**Information provided:**
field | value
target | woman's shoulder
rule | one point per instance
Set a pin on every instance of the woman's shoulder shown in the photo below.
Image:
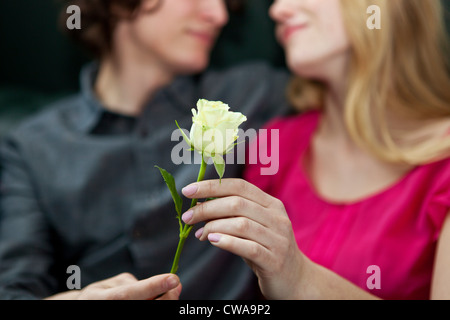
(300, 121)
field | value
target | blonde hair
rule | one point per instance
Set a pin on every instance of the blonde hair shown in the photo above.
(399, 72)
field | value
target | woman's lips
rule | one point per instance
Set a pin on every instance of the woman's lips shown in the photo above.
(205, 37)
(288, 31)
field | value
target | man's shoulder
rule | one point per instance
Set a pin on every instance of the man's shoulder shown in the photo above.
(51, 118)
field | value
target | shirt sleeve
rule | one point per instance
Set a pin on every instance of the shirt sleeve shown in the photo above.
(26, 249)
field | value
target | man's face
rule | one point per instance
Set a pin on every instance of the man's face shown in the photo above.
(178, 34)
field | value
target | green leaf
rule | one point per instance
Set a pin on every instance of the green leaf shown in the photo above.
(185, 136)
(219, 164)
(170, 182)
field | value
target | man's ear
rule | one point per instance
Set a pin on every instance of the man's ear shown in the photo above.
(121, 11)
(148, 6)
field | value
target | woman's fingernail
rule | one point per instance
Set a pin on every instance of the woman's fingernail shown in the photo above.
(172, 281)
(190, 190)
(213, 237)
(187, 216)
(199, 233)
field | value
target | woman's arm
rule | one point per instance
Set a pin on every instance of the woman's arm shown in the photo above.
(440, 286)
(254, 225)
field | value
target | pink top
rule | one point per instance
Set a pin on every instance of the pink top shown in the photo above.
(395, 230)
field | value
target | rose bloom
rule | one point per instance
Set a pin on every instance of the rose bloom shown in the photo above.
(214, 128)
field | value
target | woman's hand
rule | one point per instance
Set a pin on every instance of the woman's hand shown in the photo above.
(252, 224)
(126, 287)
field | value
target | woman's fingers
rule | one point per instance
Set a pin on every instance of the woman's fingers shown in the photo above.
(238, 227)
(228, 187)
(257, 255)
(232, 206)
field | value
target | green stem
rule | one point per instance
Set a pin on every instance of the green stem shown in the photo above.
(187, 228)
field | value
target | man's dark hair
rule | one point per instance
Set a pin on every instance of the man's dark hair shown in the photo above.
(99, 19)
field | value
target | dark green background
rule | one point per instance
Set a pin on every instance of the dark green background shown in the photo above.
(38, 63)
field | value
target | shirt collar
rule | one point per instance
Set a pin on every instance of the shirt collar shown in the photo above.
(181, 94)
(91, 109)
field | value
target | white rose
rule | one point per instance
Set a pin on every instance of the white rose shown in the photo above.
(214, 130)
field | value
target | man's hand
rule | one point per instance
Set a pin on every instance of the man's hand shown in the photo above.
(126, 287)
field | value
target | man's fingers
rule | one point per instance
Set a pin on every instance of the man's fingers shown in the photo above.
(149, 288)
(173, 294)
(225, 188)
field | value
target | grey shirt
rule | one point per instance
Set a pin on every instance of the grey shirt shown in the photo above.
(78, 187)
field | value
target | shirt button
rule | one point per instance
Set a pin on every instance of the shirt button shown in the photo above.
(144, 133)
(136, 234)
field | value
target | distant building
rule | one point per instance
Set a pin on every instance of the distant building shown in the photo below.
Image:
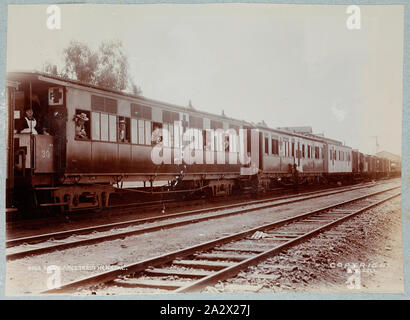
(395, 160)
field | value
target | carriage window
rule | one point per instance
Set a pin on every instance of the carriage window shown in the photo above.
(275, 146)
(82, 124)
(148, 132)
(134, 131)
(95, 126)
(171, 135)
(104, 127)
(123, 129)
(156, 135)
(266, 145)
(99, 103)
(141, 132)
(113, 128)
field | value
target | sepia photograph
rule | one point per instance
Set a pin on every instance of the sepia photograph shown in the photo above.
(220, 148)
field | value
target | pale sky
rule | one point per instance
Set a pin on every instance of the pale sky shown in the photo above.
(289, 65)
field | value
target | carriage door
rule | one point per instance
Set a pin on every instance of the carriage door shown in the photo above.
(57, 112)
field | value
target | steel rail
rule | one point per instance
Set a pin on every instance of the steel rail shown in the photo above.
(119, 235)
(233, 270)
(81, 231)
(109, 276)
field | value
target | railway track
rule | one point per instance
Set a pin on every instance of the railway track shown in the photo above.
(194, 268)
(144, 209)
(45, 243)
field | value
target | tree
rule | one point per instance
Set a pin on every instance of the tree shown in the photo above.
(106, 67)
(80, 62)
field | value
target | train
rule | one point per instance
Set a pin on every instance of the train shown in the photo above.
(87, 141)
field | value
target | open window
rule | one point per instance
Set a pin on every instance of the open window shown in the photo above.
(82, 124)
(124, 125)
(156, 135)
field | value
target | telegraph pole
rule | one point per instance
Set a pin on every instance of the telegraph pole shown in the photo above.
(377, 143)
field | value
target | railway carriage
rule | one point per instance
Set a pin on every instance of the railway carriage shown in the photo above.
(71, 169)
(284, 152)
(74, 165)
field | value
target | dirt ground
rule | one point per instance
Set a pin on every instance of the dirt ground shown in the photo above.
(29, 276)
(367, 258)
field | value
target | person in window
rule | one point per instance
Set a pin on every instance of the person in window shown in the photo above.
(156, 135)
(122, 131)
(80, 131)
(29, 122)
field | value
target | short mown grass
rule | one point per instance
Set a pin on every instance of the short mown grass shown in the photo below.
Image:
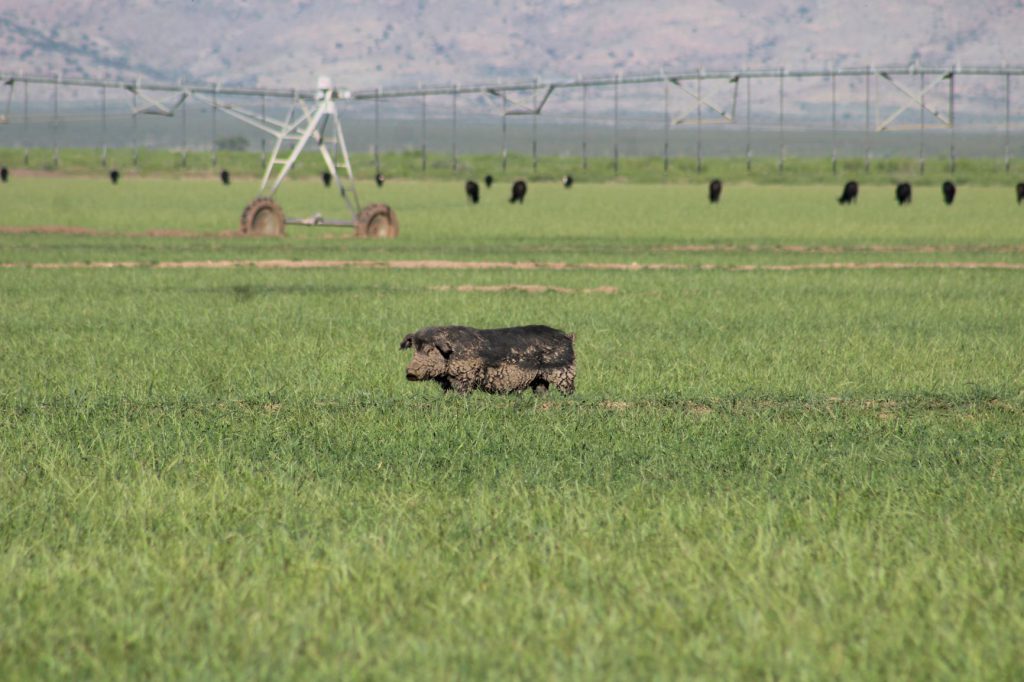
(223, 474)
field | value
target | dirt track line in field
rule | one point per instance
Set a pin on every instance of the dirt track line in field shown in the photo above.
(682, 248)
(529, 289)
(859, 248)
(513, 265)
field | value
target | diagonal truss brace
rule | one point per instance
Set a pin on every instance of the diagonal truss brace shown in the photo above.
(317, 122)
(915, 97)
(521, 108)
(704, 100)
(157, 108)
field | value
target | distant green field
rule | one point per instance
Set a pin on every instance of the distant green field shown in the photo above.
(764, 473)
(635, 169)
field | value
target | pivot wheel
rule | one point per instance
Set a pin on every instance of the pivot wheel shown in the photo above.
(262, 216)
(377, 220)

**Work to complete:**
Repeat the records above exactly, omitting every picture.

**Response:**
field | value
target | woman's shoulder
rule | one point per instance
Set a pin on every instance of the woman's shoulder shown in the photo below.
Image:
(300, 121)
field | value
target | blonde hair
rule | one point per instance
Set a pin on every instance of the blonde hair shown in the photo above.
(399, 72)
field | value
target | woman's lips
rule | one point per instance
Set a pin on every instance of the woman's lips shown in the photo above.
(205, 37)
(288, 31)
field | value
target | man's shoulder
rule | one point per instance
Set a pin on every instance of the man's shoulder shown in the photo above.
(51, 118)
field | value
target | shirt sleeve
rule | one point per instance
Set a pin on every instance of the shirt sleeve shown in the photo above.
(26, 249)
field | value
target | man's face
rule | one point per instance
Set a pin on every instance of the man's face shown in the photo above.
(178, 34)
field | value
target | green leaf
rule | one point per instance
Set a pin on every instance of the green leaf shown in the photo above.
(185, 136)
(219, 164)
(170, 182)
field | value
target | man's ear
rule | one point per instance
Set a pin on every instance of the man's ear shown in the photo above.
(121, 11)
(148, 6)
field | value
target | woman's fingernail
rule | one point per instance
Set a pin on every instance of the woman's fingernail shown in the photo above.
(172, 281)
(190, 190)
(213, 237)
(187, 216)
(199, 233)
field | value
target | woman's arm
rule | one point per instance
Set a pin on every instance of the woman's arm shown in the photo above.
(440, 286)
(254, 225)
field | value
target | pink top
rule | one point per instance
Set a pin on every instance of the pink top shown in the photo above.
(395, 230)
field | value
target | rose bloom
rule | one point per instance
Set a pin on every instance of the rose bloom shown in the photo above.
(214, 128)
field | value
target | woman's hand
rule | one point per instance
Set a pin on every instance of the woman's hand shown in the photo above.
(252, 224)
(126, 287)
field | value
target | woman's fingers
rule | one point per instance
Set a pin on every instance of the woman's fingers shown in the photo above.
(238, 227)
(228, 187)
(257, 255)
(232, 206)
field | value
target | green stem
rule | one point per instance
Set a pin on every instance of the green stem shown in the photo above.
(187, 228)
field | value
target | man's dark hair
rule | one point per instance
Set a pin on every instance of the man's dark hair shown in the photo above.
(99, 19)
field | value
target | dark green background
rule | one point per instance
Set a pin on every instance of the dark green background shown in the photo above.
(38, 63)
field | value
target | shirt collar
rule | one point per instance
Set a pin on every instance of the shirt collar shown in the photo above.
(181, 94)
(91, 109)
field | value
target | white rose
rule | one point per instance
Set a pin on every instance of the white rose shown in the photo above.
(214, 130)
field | value
target | man's hand
rule | one point per instance
Set a pin on every instance of the man's hand shown in the photo above.
(126, 287)
field | value
target | man's fingers
rule | one point per instance
Set a pin on every instance of the man's fingers shown in the photo above.
(149, 288)
(173, 294)
(225, 188)
field | value
target | grey shirt
rule | one point per instance
Set a pin on every instance of the grey shirt shown in the photo above.
(78, 187)
field | value
target | shirt button
rule | one point per instance
Set a pin on every instance of the shirt button shown in the photo above.
(144, 133)
(136, 234)
field | value
target | distant building
rule | one point per instance
Set a pin on every instance of the distant building shown in the photo below.
Image:
(395, 160)
field | value
target | carriage window
rule | one point per instance
Set a pin on every instance of the carriage window shown in the photo above.
(275, 146)
(82, 124)
(148, 132)
(134, 131)
(95, 126)
(171, 135)
(104, 127)
(123, 129)
(156, 135)
(266, 145)
(99, 103)
(141, 132)
(113, 128)
field | value
target | sepia photograph
rule | one point per instance
Set a pin on every instance of the sepia photograph shown in the photo above.
(220, 148)
field | value
target | pale sky
rule | one point per instance
Set a pin on every instance of the pale sky shown in the photo above.
(289, 65)
field | value
target | carriage door
rule | one point per instance
Set a pin on every instance of the carriage door shown in the photo above.
(57, 112)
field | value
target | steel rail
rule | one point per instance
Set a pin on every instance of the steel rail shown in the photo above.
(119, 235)
(233, 270)
(81, 231)
(109, 276)
field | value
target | railway track
rule | one point per instance
Set a pin on every instance of the railway track shown in the photo above.
(194, 268)
(144, 209)
(45, 243)
field | value
target | tree
rule | one point per instance
Set a pin on every instance of the tree shown in the photo above.
(106, 67)
(80, 62)
field | value
target | train
rule | one point per instance
Set a pin on every instance of the train shown in the photo above.
(87, 141)
field | value
target | open window
rule | one point per instance
Set a pin on every instance of the open window shown in the photo above.
(82, 124)
(124, 125)
(156, 135)
field | value
target | telegraph pole
rule | one point per instance
Set a pin on every instance of the telegraph pole shown in the photo above.
(377, 143)
field | value
target | railway carriage
rule | one point per instance
Set a pin on every instance of the railway carriage shown in the photo above.
(71, 169)
(284, 152)
(74, 165)
field | value
target | dirt ground
rule | one point per instance
Set a pin on every instance of the dirt ground shown in the photo above.
(29, 276)
(367, 258)
field | value
target | person in window
rule | one point per instance
Set a pin on every instance of the person in window shown in the photo above.
(156, 135)
(122, 131)
(80, 131)
(29, 122)
field | value
target | short mown grass
rule | one point per instance
Set a pin on every instance of the short mown grass shown in the photo below.
Image:
(223, 474)
field | value
target | dirt track line in field
rule | one point per instance
Set a pin on every instance of the dirt track line in field shown in the photo above.
(682, 248)
(529, 289)
(859, 248)
(513, 265)
field | value
target | diagonal truss brace
rule | one point per instance
Set a pin on every instance of the diagonal truss brace shown in the photo above.
(317, 122)
(915, 97)
(521, 108)
(704, 100)
(157, 108)
field | value
target | distant green field
rule | one point per instance
Set a pin on every instance of the distant green field shown in the photo above.
(764, 473)
(635, 169)
field | value
target | pivot wheel
rule | one point per instance
Set a pin on every instance of the pivot wheel shown in the photo above.
(262, 216)
(377, 220)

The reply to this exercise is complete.